>> begin Dataset records

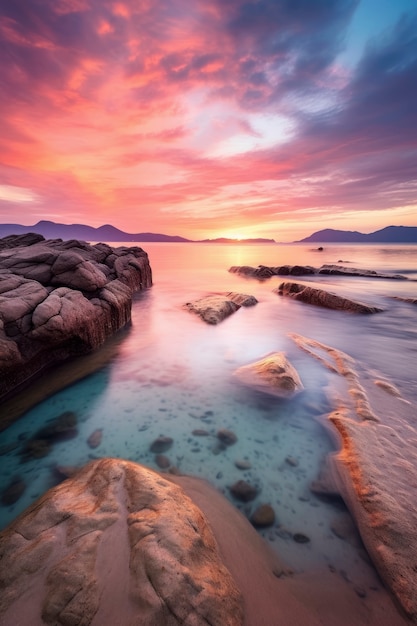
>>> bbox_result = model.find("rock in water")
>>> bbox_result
[0,459,243,626]
[217,428,237,446]
[87,428,103,449]
[0,234,152,399]
[273,282,382,313]
[234,352,304,398]
[185,296,240,324]
[230,480,258,502]
[250,504,275,528]
[150,437,174,454]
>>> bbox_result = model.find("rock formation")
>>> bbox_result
[273,282,382,313]
[290,333,417,624]
[0,459,243,626]
[234,352,304,398]
[229,265,407,280]
[185,292,257,324]
[0,234,152,400]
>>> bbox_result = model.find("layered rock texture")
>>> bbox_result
[185,291,258,324]
[229,265,407,280]
[234,352,304,398]
[0,459,243,626]
[291,333,417,623]
[0,234,152,400]
[273,282,382,313]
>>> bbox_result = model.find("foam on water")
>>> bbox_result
[0,244,417,584]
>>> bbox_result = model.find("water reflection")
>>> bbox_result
[0,244,417,584]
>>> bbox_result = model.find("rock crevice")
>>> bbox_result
[0,234,152,400]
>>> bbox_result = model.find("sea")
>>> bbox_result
[0,242,417,585]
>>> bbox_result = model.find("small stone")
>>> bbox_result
[87,428,103,448]
[22,439,52,462]
[150,437,174,453]
[53,465,80,480]
[217,428,237,446]
[250,504,275,528]
[285,456,298,467]
[235,459,252,470]
[230,480,258,502]
[155,454,171,469]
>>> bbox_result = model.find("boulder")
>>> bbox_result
[229,262,407,280]
[185,295,240,324]
[273,282,382,314]
[0,233,152,401]
[0,459,243,626]
[234,352,304,398]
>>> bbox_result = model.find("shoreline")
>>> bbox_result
[292,334,417,622]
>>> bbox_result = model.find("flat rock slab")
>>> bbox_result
[184,292,257,324]
[234,352,304,398]
[273,282,382,313]
[0,233,152,400]
[229,265,407,280]
[0,459,243,626]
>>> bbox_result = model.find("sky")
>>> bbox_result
[0,0,417,241]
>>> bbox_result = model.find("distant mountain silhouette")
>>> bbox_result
[0,220,190,243]
[198,237,276,244]
[0,220,417,244]
[294,226,417,243]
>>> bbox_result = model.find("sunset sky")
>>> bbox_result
[0,0,417,241]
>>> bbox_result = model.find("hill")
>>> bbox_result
[294,226,417,243]
[0,220,190,243]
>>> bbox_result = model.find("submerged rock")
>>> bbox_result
[229,262,407,280]
[150,436,174,453]
[273,282,382,313]
[87,428,103,449]
[155,454,171,469]
[234,352,304,398]
[230,480,258,502]
[217,428,237,446]
[185,296,240,324]
[0,233,152,400]
[0,459,243,626]
[250,504,275,528]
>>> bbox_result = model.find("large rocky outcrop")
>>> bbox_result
[290,333,417,624]
[0,459,408,626]
[234,352,304,398]
[0,459,243,626]
[229,265,407,280]
[273,282,382,313]
[184,291,258,324]
[0,234,152,400]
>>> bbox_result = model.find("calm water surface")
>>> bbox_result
[0,243,417,581]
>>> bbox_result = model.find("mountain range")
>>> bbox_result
[0,220,417,244]
[294,226,417,243]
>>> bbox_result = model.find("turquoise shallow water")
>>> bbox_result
[0,244,417,582]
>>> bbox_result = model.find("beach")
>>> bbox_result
[0,239,417,624]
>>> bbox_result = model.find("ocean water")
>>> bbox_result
[0,242,417,584]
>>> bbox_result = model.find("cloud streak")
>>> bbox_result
[0,0,417,239]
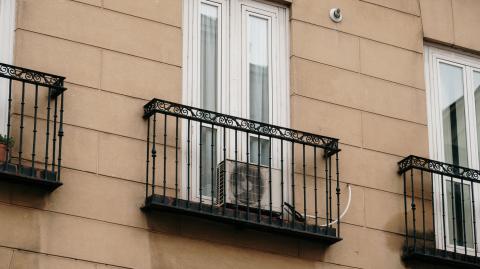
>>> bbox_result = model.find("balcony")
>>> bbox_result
[398,156,480,268]
[0,63,66,191]
[143,99,342,241]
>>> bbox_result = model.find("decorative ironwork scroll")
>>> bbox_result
[144,99,339,155]
[398,155,480,183]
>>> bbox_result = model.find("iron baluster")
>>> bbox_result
[18,82,25,172]
[420,171,427,253]
[52,90,58,175]
[410,169,417,251]
[268,137,273,224]
[210,124,216,213]
[470,182,478,262]
[43,88,52,179]
[335,151,340,237]
[56,92,65,180]
[246,133,253,220]
[198,122,203,210]
[440,175,447,256]
[175,117,178,205]
[234,130,238,218]
[30,85,38,177]
[254,132,262,222]
[187,119,192,208]
[223,127,227,215]
[145,117,151,198]
[152,114,157,196]
[460,178,467,255]
[163,114,167,202]
[402,172,409,250]
[280,139,285,227]
[292,142,296,229]
[302,144,307,231]
[313,147,318,232]
[450,177,457,257]
[3,79,12,170]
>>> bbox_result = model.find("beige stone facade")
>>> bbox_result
[0,0,480,269]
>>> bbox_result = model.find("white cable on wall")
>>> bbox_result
[307,184,352,227]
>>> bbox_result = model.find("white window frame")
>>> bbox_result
[424,45,480,255]
[0,0,15,134]
[181,0,290,201]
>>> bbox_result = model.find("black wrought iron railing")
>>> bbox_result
[144,99,342,242]
[398,156,480,268]
[0,63,66,188]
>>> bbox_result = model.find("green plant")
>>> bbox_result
[0,134,15,148]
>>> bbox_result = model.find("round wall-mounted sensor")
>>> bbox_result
[330,8,343,22]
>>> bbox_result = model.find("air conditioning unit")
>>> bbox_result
[216,160,286,212]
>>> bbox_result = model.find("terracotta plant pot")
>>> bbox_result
[0,144,7,163]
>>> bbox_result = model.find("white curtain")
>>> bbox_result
[200,4,218,111]
[200,4,218,197]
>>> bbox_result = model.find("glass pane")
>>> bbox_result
[439,63,468,166]
[473,71,480,158]
[200,126,217,197]
[445,180,474,248]
[248,16,269,123]
[250,136,270,166]
[200,4,218,111]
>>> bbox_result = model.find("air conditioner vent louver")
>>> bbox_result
[217,160,281,210]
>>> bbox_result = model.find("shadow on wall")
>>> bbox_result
[0,179,44,268]
[145,211,328,268]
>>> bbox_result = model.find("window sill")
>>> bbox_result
[403,248,480,269]
[0,164,62,192]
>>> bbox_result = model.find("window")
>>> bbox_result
[0,0,15,134]
[183,0,289,199]
[425,47,480,254]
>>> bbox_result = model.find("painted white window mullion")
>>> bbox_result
[0,0,15,134]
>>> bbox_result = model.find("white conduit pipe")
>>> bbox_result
[307,184,352,227]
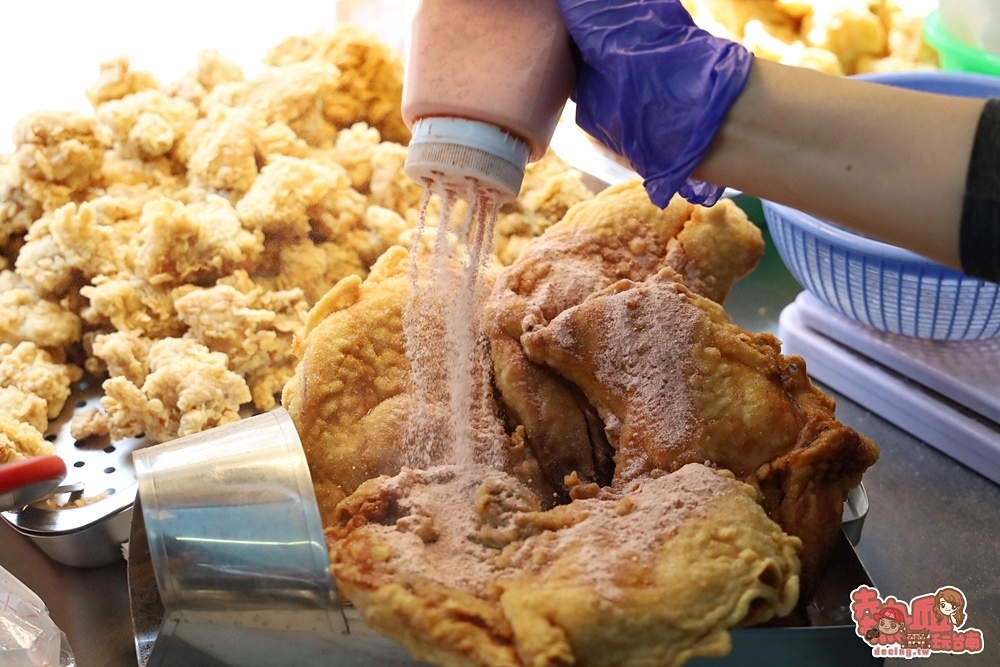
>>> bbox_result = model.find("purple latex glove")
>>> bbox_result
[558,0,753,207]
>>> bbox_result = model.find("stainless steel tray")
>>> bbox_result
[0,378,146,567]
[128,456,884,667]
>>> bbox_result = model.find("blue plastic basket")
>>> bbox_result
[761,201,1000,340]
[761,72,1000,340]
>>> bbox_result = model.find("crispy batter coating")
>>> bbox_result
[236,157,365,239]
[134,195,264,286]
[682,0,937,75]
[166,49,243,106]
[96,90,198,160]
[281,247,413,516]
[0,341,83,419]
[86,56,160,108]
[80,274,193,338]
[183,107,264,192]
[486,182,763,499]
[331,464,798,667]
[0,156,42,247]
[174,271,309,410]
[0,385,49,433]
[69,406,111,440]
[264,25,410,144]
[94,338,251,442]
[521,268,878,591]
[201,60,341,148]
[0,271,81,349]
[495,151,594,266]
[0,408,55,465]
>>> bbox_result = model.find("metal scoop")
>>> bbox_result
[0,455,66,512]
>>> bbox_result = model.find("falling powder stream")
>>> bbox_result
[403,181,505,467]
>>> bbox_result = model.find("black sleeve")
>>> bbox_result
[959,98,1000,282]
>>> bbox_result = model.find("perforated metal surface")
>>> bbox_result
[2,377,147,566]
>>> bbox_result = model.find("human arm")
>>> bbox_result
[559,0,1000,281]
[694,58,984,268]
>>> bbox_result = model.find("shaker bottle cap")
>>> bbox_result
[403,116,531,203]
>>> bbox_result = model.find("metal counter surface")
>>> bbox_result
[0,222,1000,667]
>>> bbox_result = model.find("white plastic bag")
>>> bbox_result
[0,567,76,667]
[938,0,1000,55]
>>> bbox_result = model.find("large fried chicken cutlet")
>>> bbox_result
[487,182,878,591]
[330,464,798,667]
[283,177,877,665]
[486,182,764,502]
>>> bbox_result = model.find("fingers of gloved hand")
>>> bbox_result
[558,0,695,60]
[559,0,752,206]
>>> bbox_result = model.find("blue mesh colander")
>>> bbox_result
[761,201,1000,340]
[762,71,1000,340]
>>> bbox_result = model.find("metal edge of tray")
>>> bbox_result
[128,486,884,667]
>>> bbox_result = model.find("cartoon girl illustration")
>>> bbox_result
[934,587,965,630]
[865,607,906,643]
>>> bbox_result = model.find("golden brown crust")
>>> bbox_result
[333,464,798,667]
[487,181,763,500]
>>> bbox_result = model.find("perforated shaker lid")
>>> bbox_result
[403,116,531,203]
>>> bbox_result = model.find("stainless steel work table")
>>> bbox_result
[0,215,1000,667]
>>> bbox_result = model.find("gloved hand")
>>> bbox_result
[558,0,753,207]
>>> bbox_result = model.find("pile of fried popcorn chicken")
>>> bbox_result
[0,0,935,463]
[681,0,937,74]
[0,26,593,463]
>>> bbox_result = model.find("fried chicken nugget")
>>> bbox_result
[0,409,55,465]
[0,271,81,349]
[264,25,410,144]
[95,338,251,442]
[0,341,83,419]
[174,270,309,410]
[330,464,798,667]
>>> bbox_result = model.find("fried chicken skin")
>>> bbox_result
[486,181,763,499]
[330,464,798,667]
[521,268,878,591]
[281,247,422,517]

>> end Dataset records

» Request
Lay out the stretch from the start of the entries through the line containing "[150,437,174,454]" as a JSON list of strings, one string per line, skipping blank lines and leaving out the pictures.

» Worked solution
[
  ">>> bbox_result = model.find(\"rock in water\")",
  ">>> bbox_result",
  "[0,459,243,626]",
  "[217,428,237,446]",
  "[87,428,103,449]",
  "[0,234,152,399]",
  "[273,282,382,313]",
  "[234,352,304,398]",
  "[185,296,240,324]",
  "[230,480,258,502]",
  "[250,504,275,528]",
  "[150,437,174,454]"
]